SHORT PROBLEM 1:
Answer these questions about the excerpt on Susan Ballion's early years:
(a) Where was she born?
(b) What did her father do as a scientist?
(c) Which future collaborator is named as another member of the Bromley Contingent?

EXCERPT:
That she has had such a long career is a surprise when viewed from certain angles however. In some ways she ended her teenage years as a hipster; the Peaches Geldof of her day. Born Susan Ballion in Kent, she nearly died of a stomach disorder not long after her father – a scientist who milked snakes of their poison to develop serums – succumbed to an alcoholic’s death. Into this abnormally chaotic adolescence came the Sex Pistols. She latched on to the nascent punk movement and was one of the most visible members of the Bromley Contingent (along with future collaborator Steve Severin) and one of the first people visibly affected by the wave of energy emanating from punk; the effect that Jon Savage described as a hand grenade in the gladioli.

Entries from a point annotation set
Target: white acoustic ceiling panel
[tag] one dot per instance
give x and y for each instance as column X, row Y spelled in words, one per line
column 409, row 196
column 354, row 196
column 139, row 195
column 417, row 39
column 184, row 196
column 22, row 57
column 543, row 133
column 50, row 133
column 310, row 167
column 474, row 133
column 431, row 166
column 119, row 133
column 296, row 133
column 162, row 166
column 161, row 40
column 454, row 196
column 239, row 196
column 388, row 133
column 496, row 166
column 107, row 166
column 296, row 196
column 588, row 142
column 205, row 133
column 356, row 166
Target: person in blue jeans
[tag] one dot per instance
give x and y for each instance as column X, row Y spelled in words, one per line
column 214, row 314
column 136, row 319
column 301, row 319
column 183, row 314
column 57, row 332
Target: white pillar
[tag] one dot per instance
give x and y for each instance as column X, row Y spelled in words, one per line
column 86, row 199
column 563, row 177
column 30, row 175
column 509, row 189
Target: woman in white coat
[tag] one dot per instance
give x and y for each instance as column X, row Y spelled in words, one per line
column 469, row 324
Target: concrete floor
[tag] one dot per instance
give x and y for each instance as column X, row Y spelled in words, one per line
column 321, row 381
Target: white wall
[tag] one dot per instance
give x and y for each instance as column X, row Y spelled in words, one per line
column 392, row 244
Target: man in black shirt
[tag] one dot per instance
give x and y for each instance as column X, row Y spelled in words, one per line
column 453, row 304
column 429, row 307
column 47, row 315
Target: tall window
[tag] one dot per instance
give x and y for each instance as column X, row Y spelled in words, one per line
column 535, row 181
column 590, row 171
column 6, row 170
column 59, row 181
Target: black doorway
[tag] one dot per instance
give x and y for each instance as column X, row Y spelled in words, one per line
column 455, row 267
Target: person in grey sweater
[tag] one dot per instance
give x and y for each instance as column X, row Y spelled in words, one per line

SHORT PROBLEM 2: Print, word for word, the stretch of entries from the line containing "Target: concrete floor" through the last line of the entries, including both ends.

EXERCISE ANSWER 1:
(a) Kent
(b) He milked snakes of their poison to develop serums.
(c) Steve Severin

EXERCISE ANSWER 2:
Target: concrete floor
[tag] one dot per instance
give x and y for each instance as column X, row Y spelled in words, one per line
column 321, row 381
Target: white wall
[tag] one dot per instance
give x and y for each instance as column X, row Y spelled in words, one per line
column 392, row 244
Target: man in black shirt
[tag] one dot per instance
give x and y for each instance as column X, row Y spelled in words, one per line
column 453, row 304
column 429, row 307
column 47, row 315
Target: tall window
[tag] one dot per instance
give x and y for each instance as column X, row Y spelled in words, one per line
column 535, row 181
column 590, row 171
column 6, row 170
column 59, row 181
Target: black doorway
[tag] one dot per instance
give x and y for each instance as column X, row Y spelled in words, one per line
column 455, row 267
Target: person in grey sweater
[tag] one dot per instance
give x and y for each instance as column X, row Y spelled in words, one per line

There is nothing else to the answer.